BEGIN Source document

Inverted papilloma occurs in rare cases in the sphenoid or frontal sinuses. This occurs from either extension from the ethmoid sinuses superiorly or posteriorly or direct involvement. A treatment dilemma occurs due to exposure and tumor removal. Should the frontal sinus be obliterated? Should all the mucosa be removed from the sphenoid given that the carotid artery may be dehiscent? Certainly, an osteoplastic flap may need consideration. Whether to obliterate or not is a judgment decision. Many surgeons have concern about placing fat into a sinus where tumor was present. I have concern about leaving tumor in the frontal recess, which is a difficult area to obliterate. Alternatives include a frontal floor sinusotomy (Lothrop procedure) through an osteoplastic flap, endoscopic frontal osteoplasty with trephination, external frontoethmoidectomy (Lynch procedure), or endoscopic frontal osteoplasty with sinusotomy (endoscopic Lothrop procedure). This is a rare occurrence and, therefore, it is difficult to recommend one procedure over another. Each case should be treated individually with the paramount consideration being removal of all tumor. For sphenoid inverting papilloma, a wide sphenoidotomy should be made, with removal of tumor mucosa guided by frozen section. Posterolateral dissection should be performed with great caution to avoid injury to the carotid artery. The carotid is dehiscent in up to 20% of patients, the optic nerve in 5%. Computerized stereotactic surgery may be very helpful in identifying key anatomy, to avoid complications, and in aiding tumor removal, particularly in the frontal or sphenoid sinuses.17

For patients failing primary inverting papilloma surgery, endoscopic diagnosis and surgery can help identify recurrence, salvage small recurrences, and help debride and reduce tumor bulk in large recurrences not amenable to further surgery; this approach can also aid in the diagnosis via biopsy showing benign inverted papilloma changing into or harboring squamous cell carcinoma. The endoscope can be a powerful weapon in all of these cases, as verified by my own personal experience. Recurrent disease in the maxillary sinus not treated initially by medial maxillectomy warrants consideration for this procedure. Endoscopic medial maxillectomy should only be considered by expert endo-scopic surgeons familiar with the technique and the principles of tumor surgery. The important point is that the goal is to achieve control of inverting papilloma at the first surgery. The best procedure to accomplish complete removal should be used.

END Source document
BEGIN Dataset content

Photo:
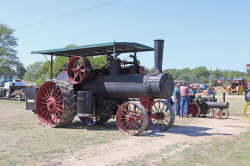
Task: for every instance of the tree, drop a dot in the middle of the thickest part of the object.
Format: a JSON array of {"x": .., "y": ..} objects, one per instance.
[
  {"x": 8, "y": 58},
  {"x": 32, "y": 71},
  {"x": 20, "y": 70},
  {"x": 217, "y": 74}
]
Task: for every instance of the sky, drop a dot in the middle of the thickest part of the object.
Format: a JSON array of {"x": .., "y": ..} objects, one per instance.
[{"x": 211, "y": 33}]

END Dataset content

■ Exercise 1 ■
Answer these questions using the passage on inverted papilloma surgery:
(a) In up to what percentage of patients is the carotid artery dehiscent?
(b) What should guide the removal of tumor mucosa in a sphenoid inverting papilloma?
(c) Who should consider endoscopic medial maxillectomy?
■ Exercise 2 ■
Resume the passage on inverted papilloma surgery, writing on from its final sentence.
The entries have no connection to the passage on inverted papilloma surgery.

■ Answer section 1 ■
(a) Up to 20%.
(b) Frozen section.
(c) Expert endoscopic surgeons familiar with the technique and the principles of tumor surgery.

■ Answer section 2 ■
Radiation therapy for uncontrolled inverting papilloma changing to carcinoma is an effective treatment. For an uncontrolled tumor not changing to carcinoma, radiation therapy has been used in a few cases for control of the tumor.18 I prefer close observation and timely biopsy as a better alternative for localized tumor, as there are concerns about the possibility that radiation therapy can induce inverting papilloma to change into carcinoma. Widespread uncontrolled tumor should be considered for radiation therapy.